Brano di testo >>
++++
Per il duce quello era un punto dolente: il 16 febbraio ‘33, ricevette il «giornalista americano Pound». Di questo colloquio resta la testimonianza, estasiata, di Ezra, riportata nel «Canto 41». Il duce sfogliò i Cantos e li trovò «divertenti». («Ma questo/disse il Capo/, ‘è divertente’/cogliendo il punto prima che gli esteti lo cogliessero»).
Certamente Pound parlò a Mussolini dei suoi studi sugli ideogrammi cinesi, del concetto confuciano che bisogna «mettere ordine nelle parole», trovare giuste definizioni per mettere ordine nelle idee. Mussolini gli chiese: «Perché volete mettere ordine nelle vostre idee?», e anche questa parve a Pound una domanda geniale.
Non ci furono altri incontri, ma ormai Ezra era conquistato. Nel luglio del ‘35, Pound inviò al duce il suo saggio «Jefferson and/or Mussolini», nell’ottobre, un suo bislacco piano per la fondazione di una nuova Società delle Nazioni, piano che la segreteria del duce rubricò con questa nota: «Si tratta di un progetto strampalato concepito da una mente nebbiosa, sprovvista di qualunque senso della realtà. Tenuto conto dell’affetto che il Pound porta all’Italia e dell’entusiasmo che lo anima, basterà fargli presente quanto segue, ecc.».
++++
Estratti di dati >>
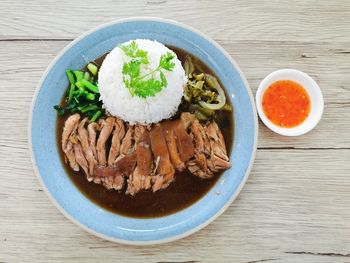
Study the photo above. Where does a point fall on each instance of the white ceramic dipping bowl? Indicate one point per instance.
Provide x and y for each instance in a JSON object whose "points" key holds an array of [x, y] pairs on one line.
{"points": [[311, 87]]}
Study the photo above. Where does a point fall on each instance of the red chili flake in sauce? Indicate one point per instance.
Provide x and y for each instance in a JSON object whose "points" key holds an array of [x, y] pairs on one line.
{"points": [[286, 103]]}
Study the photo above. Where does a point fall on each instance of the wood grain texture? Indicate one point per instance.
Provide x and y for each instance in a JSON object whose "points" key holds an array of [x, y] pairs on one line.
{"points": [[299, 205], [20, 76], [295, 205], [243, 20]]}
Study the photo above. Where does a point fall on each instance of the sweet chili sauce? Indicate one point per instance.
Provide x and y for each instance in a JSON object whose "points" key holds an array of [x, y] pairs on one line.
++++
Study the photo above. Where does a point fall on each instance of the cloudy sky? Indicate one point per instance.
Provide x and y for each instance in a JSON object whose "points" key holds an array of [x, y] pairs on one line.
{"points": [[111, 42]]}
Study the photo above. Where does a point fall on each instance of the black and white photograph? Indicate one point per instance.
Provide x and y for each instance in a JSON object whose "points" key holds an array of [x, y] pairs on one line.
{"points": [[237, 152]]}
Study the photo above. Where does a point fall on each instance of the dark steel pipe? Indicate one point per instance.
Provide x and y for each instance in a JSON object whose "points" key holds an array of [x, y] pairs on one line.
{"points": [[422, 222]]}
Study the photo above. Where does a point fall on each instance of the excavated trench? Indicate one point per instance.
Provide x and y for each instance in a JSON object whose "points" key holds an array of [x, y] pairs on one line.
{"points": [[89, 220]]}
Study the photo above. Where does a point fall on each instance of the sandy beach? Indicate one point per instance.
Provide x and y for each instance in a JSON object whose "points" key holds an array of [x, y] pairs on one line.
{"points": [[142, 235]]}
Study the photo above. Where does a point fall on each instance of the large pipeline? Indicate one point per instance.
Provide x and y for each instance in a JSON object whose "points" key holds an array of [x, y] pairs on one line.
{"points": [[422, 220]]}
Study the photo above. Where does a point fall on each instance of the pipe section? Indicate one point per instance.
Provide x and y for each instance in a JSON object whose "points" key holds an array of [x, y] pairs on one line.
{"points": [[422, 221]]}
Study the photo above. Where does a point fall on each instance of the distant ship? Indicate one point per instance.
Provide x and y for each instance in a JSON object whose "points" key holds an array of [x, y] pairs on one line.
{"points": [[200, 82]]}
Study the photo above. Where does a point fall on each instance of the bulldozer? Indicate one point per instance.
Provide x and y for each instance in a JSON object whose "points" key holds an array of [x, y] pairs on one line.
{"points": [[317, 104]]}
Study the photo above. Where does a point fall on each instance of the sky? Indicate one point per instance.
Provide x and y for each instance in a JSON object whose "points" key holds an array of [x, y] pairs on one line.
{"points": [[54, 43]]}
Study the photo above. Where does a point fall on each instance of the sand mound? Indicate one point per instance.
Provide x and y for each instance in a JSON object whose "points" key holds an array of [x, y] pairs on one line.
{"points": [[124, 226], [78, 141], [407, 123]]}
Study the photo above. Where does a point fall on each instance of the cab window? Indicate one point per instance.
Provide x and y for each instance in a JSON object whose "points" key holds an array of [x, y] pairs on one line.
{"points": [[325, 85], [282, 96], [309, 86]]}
++++
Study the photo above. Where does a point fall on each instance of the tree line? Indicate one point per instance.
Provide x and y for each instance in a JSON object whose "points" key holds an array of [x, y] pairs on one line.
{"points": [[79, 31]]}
++++
Compito assegnato A >>
Secondo il brano su Pound e Mussolini, le affermazioni seguenti sono vere? Rispondi sì o no a ciascuna e cita le parole del brano che lo stabiliscono. (i) Pound e Mussolini si incontrarono più volte. (ii) Mussolini trovò i Cantos divertenti. (iii) Nel luglio del ‘35 Pound mandò al duce il saggio «Jefferson and/or Mussolini».
Compito assegnato B >>
Secondo il brano, in che giorno il duce ricevette Pound?
I record non hanno alcun legame con il brano.

Risultato A >>
(i) No: «Non ci furono altri incontri».
(ii) Sì: «Il duce sfogliò i Cantos e li trovò «divertenti»».
(iii) Sì: «Nel luglio del ‘35, Pound inviò al duce il suo saggio «Jefferson and/or Mussolini»».

Risultato B >>
Il 16 febbraio ‘33.